SUPPLIED DATA –
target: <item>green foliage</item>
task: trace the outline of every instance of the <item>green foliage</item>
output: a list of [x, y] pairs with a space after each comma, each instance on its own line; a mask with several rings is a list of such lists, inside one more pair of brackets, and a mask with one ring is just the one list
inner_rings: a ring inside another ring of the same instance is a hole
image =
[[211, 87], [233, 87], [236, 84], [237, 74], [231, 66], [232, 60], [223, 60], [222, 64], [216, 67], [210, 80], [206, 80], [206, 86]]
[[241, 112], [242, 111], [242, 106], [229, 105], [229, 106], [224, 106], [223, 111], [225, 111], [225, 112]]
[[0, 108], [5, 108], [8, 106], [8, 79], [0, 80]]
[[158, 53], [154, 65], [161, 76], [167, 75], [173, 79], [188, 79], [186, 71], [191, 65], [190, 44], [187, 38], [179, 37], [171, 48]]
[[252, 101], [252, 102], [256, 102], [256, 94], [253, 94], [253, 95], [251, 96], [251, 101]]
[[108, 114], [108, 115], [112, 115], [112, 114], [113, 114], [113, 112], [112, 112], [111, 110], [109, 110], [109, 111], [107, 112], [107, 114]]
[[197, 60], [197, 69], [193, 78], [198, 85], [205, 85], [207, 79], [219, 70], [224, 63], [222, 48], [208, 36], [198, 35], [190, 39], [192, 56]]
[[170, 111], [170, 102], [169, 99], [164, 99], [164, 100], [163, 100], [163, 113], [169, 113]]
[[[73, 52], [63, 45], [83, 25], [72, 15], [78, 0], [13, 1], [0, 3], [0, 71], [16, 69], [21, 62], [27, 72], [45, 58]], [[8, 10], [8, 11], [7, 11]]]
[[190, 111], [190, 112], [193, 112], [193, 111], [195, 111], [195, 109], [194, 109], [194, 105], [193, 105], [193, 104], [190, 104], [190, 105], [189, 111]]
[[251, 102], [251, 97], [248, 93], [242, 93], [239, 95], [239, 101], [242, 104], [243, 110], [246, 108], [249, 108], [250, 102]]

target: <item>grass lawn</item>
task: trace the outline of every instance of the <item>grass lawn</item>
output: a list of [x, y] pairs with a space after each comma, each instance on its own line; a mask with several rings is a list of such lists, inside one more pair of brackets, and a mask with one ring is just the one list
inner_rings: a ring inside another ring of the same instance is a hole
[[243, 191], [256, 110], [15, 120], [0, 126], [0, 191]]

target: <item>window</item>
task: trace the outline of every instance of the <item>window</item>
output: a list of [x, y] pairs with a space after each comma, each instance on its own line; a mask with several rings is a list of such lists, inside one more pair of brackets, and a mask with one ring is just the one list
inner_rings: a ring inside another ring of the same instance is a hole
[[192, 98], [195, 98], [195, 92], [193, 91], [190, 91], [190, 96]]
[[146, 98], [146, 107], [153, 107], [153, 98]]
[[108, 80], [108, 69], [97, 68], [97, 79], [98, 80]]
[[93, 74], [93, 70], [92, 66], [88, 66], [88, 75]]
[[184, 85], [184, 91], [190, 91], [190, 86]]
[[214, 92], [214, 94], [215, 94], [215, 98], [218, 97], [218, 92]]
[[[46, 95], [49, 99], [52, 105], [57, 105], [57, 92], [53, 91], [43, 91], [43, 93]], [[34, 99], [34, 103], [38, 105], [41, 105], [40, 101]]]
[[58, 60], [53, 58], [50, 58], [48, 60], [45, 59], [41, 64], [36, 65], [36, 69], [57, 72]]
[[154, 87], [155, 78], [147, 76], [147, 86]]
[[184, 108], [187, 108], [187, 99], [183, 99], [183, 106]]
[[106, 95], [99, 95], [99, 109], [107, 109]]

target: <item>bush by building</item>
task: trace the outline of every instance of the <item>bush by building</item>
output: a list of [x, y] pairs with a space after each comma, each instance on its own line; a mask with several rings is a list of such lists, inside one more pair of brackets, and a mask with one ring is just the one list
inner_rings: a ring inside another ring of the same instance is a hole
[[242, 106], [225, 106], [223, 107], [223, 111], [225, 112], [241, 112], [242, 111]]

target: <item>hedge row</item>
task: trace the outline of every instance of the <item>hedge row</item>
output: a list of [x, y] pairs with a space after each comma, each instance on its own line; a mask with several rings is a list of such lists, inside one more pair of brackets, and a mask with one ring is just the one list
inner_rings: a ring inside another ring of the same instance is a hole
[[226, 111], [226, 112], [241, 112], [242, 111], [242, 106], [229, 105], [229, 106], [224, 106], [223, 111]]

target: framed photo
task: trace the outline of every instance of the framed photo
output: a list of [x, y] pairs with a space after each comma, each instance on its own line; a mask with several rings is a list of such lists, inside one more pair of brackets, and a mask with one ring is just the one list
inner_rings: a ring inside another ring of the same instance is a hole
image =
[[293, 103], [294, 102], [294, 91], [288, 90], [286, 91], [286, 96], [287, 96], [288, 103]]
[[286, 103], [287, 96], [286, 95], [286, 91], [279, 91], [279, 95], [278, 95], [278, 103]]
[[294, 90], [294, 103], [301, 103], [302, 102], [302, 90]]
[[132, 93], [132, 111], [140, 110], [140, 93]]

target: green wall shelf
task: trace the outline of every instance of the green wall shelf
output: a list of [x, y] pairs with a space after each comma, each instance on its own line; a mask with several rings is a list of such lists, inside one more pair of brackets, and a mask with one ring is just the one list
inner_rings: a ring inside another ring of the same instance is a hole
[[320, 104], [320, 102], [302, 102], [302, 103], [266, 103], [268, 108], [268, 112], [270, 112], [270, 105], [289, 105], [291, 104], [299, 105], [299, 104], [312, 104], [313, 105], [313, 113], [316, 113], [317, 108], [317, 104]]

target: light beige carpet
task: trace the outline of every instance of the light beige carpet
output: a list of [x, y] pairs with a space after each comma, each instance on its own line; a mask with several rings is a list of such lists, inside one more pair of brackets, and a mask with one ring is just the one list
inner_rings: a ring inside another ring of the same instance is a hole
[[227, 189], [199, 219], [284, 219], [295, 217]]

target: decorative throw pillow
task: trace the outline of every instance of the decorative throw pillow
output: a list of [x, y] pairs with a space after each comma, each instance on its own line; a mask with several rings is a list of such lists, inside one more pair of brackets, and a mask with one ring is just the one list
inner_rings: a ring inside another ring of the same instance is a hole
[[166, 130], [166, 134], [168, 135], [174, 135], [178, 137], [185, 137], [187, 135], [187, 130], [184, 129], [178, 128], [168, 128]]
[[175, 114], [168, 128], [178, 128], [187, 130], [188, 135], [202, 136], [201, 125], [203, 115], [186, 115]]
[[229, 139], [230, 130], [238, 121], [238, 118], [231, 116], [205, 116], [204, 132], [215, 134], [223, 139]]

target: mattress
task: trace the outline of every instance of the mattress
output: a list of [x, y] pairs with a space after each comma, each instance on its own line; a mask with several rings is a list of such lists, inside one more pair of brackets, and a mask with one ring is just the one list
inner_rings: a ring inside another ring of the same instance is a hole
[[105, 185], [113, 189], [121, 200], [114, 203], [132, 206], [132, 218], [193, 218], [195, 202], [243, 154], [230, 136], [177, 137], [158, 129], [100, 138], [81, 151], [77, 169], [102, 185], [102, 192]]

GIVEN TASK –
Rewrite the rows from the line with "target: mattress" through the last line of the rows, requests included, and raise every x and y coordinate in the outline answers by 75.

PROBLEM SOLUTION –
target: mattress
task: trace the outline of every instance of the mattress
output: a list of [x, y] pairs with a space after each comma, each instance on its own line; a mask with several rings is a list of such lists, inside one more pair of brackets, and a mask with one ring is just the one list
inner_rings: a ring inside another ring of the same instance is a hole
[[180, 260], [188, 264], [196, 275], [189, 278], [207, 281], [207, 293], [268, 293], [270, 277], [318, 229], [305, 211], [252, 212], [233, 204], [175, 213], [156, 226], [152, 244], [177, 260], [177, 267]]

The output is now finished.